Output everything from the line containing "rock -> outlines" down to the end of the records as a Markdown table with the columns Row and Line, numbering each row and leaving out blank lines.

* Saved entries
========
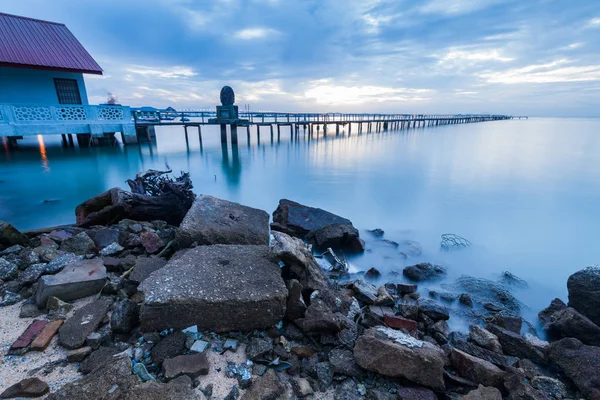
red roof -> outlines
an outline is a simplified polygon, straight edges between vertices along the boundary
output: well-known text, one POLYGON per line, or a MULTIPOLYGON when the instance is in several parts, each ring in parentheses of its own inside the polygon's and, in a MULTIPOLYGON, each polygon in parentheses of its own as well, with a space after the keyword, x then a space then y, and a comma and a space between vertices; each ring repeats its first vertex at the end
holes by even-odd
POLYGON ((102 75, 64 24, 0 13, 0 38, 0 66, 102 75))

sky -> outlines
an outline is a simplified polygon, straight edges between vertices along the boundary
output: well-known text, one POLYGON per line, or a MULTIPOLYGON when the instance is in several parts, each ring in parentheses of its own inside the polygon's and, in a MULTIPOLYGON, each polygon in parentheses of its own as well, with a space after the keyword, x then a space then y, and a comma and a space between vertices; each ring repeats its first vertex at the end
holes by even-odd
POLYGON ((90 103, 600 116, 598 0, 1 0, 67 25, 90 103))

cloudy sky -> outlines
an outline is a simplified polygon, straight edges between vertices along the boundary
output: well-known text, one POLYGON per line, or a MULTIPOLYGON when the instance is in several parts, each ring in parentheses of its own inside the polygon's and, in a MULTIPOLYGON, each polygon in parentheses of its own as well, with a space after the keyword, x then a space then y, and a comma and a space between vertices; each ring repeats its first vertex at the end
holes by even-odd
POLYGON ((2 0, 65 23, 90 102, 600 116, 598 0, 2 0))

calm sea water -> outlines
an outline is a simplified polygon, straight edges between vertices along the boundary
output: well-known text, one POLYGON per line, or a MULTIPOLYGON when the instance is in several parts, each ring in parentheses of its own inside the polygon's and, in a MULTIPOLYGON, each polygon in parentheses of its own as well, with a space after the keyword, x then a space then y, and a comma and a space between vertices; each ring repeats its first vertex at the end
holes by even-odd
POLYGON ((155 144, 127 147, 63 149, 60 137, 29 138, 16 151, 0 147, 0 219, 20 229, 73 223, 80 202, 168 163, 191 172, 197 193, 269 213, 289 198, 423 247, 406 261, 374 250, 352 260, 357 270, 432 261, 446 264, 450 278, 510 271, 529 283, 517 293, 529 316, 566 299, 567 277, 600 262, 600 120, 356 131, 309 140, 290 138, 288 128, 259 138, 253 128, 248 140, 240 129, 238 145, 226 147, 211 128, 202 146, 192 133, 186 144, 178 127, 158 128, 155 144), (443 233, 473 247, 442 253, 443 233))

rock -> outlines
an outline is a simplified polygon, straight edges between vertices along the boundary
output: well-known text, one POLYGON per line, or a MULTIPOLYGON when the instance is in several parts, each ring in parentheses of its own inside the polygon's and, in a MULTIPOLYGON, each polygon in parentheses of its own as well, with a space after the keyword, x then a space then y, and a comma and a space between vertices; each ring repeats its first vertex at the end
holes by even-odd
========
* TASK ANSWER
| Row | Line |
|---|---|
| 1 | rock -> outlines |
| 2 | an outline is a simplified polygon, straight edges between vertices along the boundary |
| 3 | output: well-known text, one POLYGON per line, or a MULTIPOLYGON when the instance is in several parts, each ring in parentheses of its own inside the polygon's and, in a MULTIPOLYGON, each polygon in parentheses of its own as well, with a space after the keyword, x then a space then y, and a comma and a space between vertices; each ring repeats its first vertex at the end |
| 4 | holes by even-odd |